=== Task ===
Write all entries out exactly, images excluded.

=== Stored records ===
=-=-=-=-=

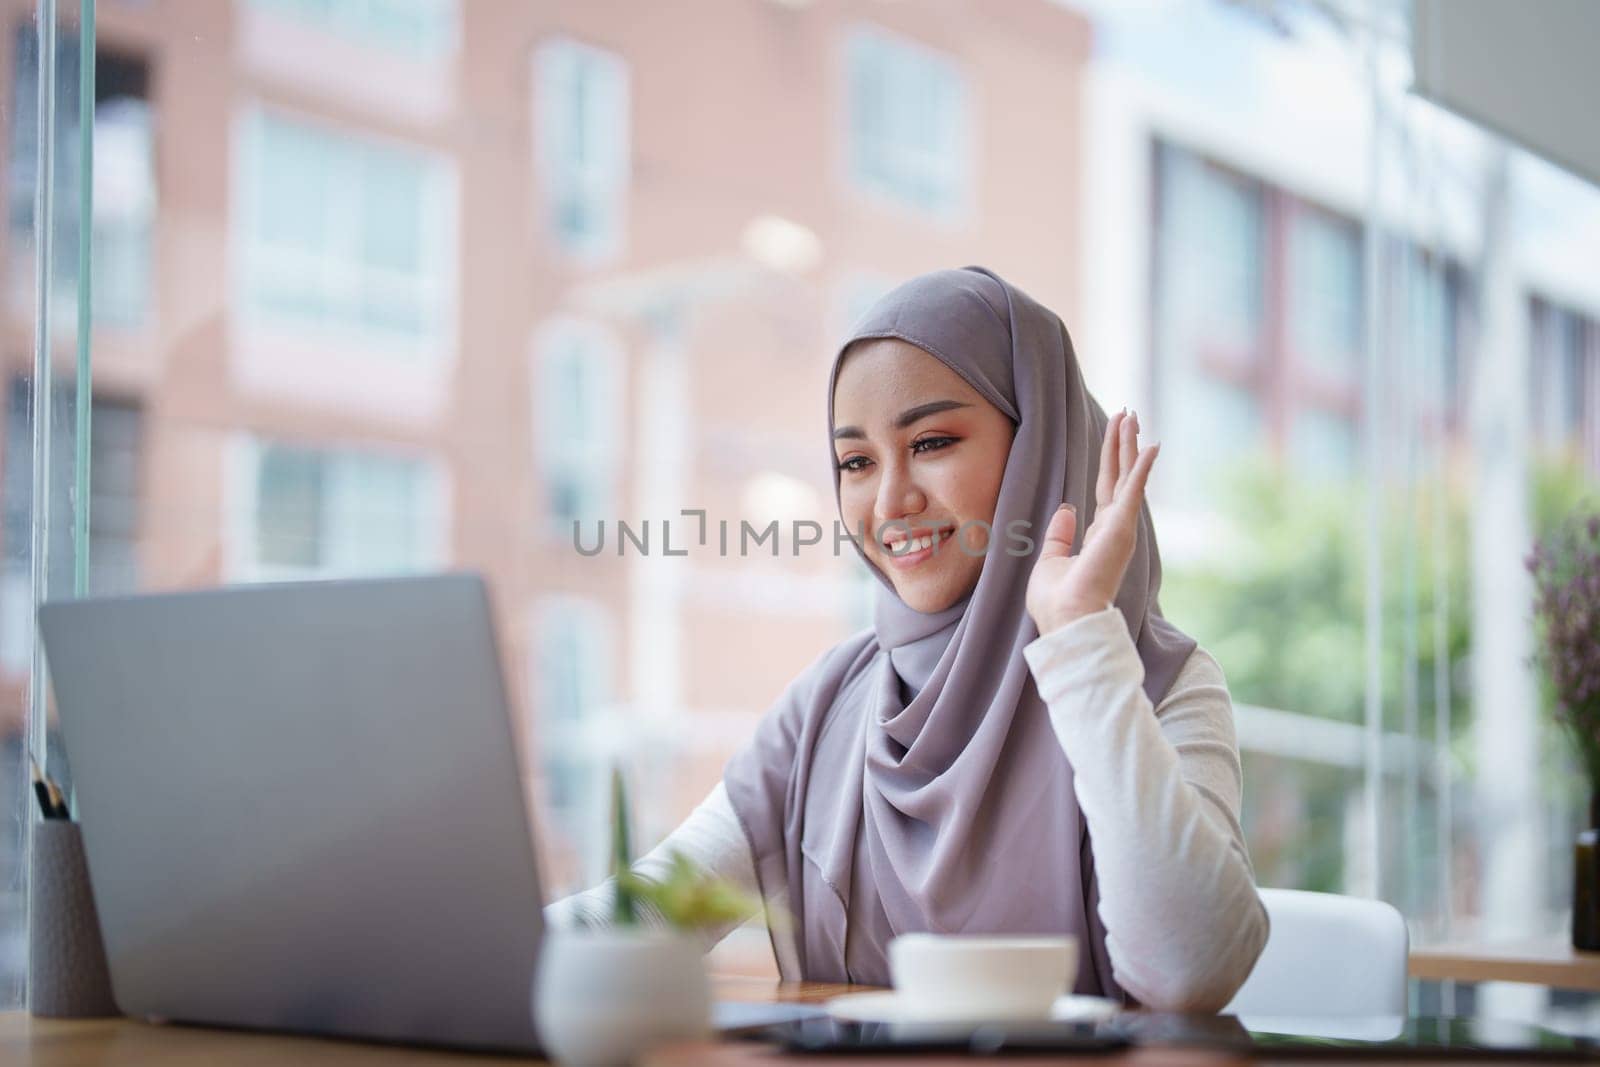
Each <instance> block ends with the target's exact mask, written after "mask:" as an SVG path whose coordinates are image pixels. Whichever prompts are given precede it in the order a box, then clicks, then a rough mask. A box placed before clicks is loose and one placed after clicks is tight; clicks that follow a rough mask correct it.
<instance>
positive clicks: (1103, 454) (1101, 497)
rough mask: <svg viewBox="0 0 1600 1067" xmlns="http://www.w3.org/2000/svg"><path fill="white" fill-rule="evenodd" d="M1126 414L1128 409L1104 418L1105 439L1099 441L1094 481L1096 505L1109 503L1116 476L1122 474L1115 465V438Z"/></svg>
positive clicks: (1116, 480)
mask: <svg viewBox="0 0 1600 1067" xmlns="http://www.w3.org/2000/svg"><path fill="white" fill-rule="evenodd" d="M1126 414H1128V411H1126V410H1123V411H1118V413H1117V414H1114V416H1110V418H1109V419H1106V440H1102V442H1101V469H1099V478H1096V482H1094V506H1096V507H1106V506H1107V504H1110V498H1112V496H1114V494H1115V491H1117V477H1118V475H1120V474H1122V469H1120V467H1118V466H1117V459H1118V453H1117V440H1118V427H1120V426H1122V422H1123V418H1125V416H1126Z"/></svg>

=-=-=-=-=

=== Solution ===
Each <instance> block ends with the target's exact mask, written after "mask:" as an SVG path whose coordinates are image pixels. Whichever prompts are given precede it in the order a box, then clicks, then a rough mask. A box placed before clicks is loose and one placed after clicks is tight; clicks that follow a rough mask correct it.
<instance>
positive clicks: (1103, 454) (1101, 497)
rough mask: <svg viewBox="0 0 1600 1067" xmlns="http://www.w3.org/2000/svg"><path fill="white" fill-rule="evenodd" d="M1126 414L1128 409L1104 418L1105 439L1099 441L1094 481L1096 505L1109 503L1116 476L1122 474L1115 465V438Z"/></svg>
positive clicks: (1116, 480)
mask: <svg viewBox="0 0 1600 1067" xmlns="http://www.w3.org/2000/svg"><path fill="white" fill-rule="evenodd" d="M1126 414H1128V411H1126V410H1123V411H1118V413H1117V414H1114V416H1110V418H1109V419H1106V440H1102V442H1101V469H1099V478H1096V482H1094V506H1096V507H1106V506H1107V504H1110V498H1112V496H1114V494H1115V491H1117V477H1118V475H1120V474H1122V469H1120V467H1118V466H1117V459H1118V453H1117V440H1118V427H1120V426H1122V422H1123V418H1125V416H1126Z"/></svg>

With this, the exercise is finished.